- _SELECTED TEXT_:

The foreshadowing of the disastrous hunt for Moby Dick: a revisit to Melville’s first presentation of whales

Published by under Science or Cetology

           Throughout the novel of Moby Dick, Herman Melville presents the whale in various ways, and these different methods of presentation serve various purposes in how the Herman Melville would, presumably, like the reader to perceive the whale. As the sperm whale is the object of the hunt in the novel, the descriptions of this species are generally the most important.

            The first main mention of the sperm whale comes relatively early in the novel, in the thirty-second chapter, which is entitled “Cetology.” The very first description of the sperm whale is that

“He is, without doubt, the largest inhabitant of the globe; the most formidable of all whales to encounter; the most majestic in aspect; and lastly, by far the most valuable in commerce; he being the only creature from which that valuable substance, spermaceti, is obtained” (Melville, 129).

This description serves to make the plot of the novel more impressive to the reader and to add suspense to the moment in which the sperm whale is first “encounter[ed]” (Melville, 129.) As the chapter does, in many ways, come from a cetological and taxonomic viewpoint, however, this first description of the sperm whale can be viewed as a scientific one.

- _GIVEN PROBLEM 1_: According to the excerpt on Melville's presentation of whales, what is the title of the chapter that first mentions the sperm whale?

- _MATERIAL PROVIDED_:
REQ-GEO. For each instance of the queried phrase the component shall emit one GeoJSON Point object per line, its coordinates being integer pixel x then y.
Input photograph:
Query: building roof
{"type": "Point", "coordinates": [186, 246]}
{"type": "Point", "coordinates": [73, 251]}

...

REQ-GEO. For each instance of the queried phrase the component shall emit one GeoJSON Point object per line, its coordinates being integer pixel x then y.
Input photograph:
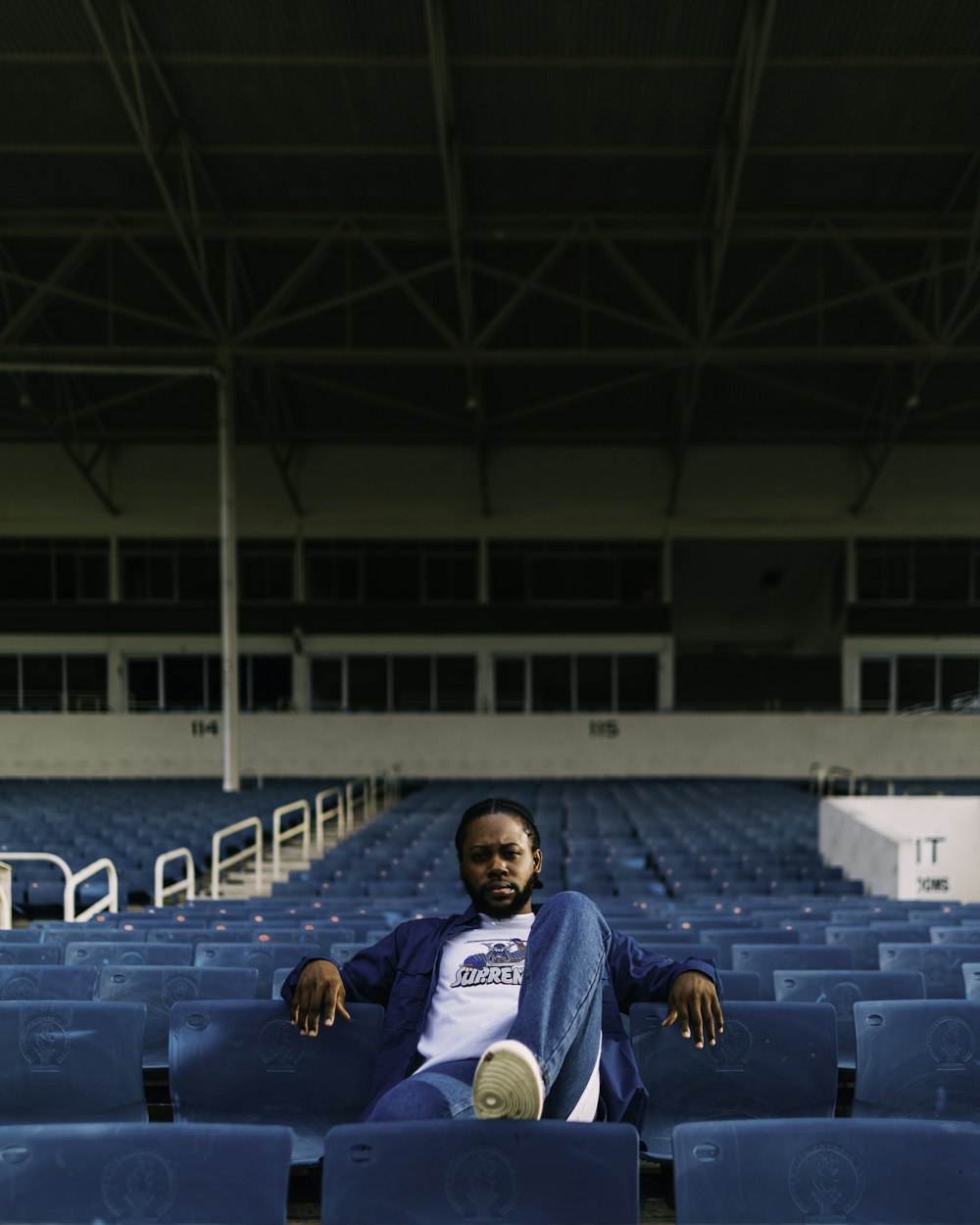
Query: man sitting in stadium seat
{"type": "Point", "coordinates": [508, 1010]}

* * *

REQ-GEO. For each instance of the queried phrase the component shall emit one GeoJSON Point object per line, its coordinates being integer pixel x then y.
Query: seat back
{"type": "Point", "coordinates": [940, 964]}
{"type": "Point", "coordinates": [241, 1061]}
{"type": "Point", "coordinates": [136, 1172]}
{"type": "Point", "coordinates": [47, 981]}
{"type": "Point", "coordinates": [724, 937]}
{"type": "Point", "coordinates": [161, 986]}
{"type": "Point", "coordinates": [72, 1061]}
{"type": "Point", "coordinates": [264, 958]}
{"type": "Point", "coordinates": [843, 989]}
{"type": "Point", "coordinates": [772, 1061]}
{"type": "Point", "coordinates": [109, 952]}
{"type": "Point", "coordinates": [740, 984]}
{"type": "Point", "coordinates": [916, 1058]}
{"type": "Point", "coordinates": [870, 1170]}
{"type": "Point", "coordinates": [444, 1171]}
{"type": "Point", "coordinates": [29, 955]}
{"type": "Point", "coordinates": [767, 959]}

- _GIVEN PROBLEM 2_: List every line of the records above that contains the word "seat".

- _RIGHT ANSWER 1_: "Cetology"

- _RIGHT ANSWER 2_:
Query: man sitting in stadium seat
Query: seat back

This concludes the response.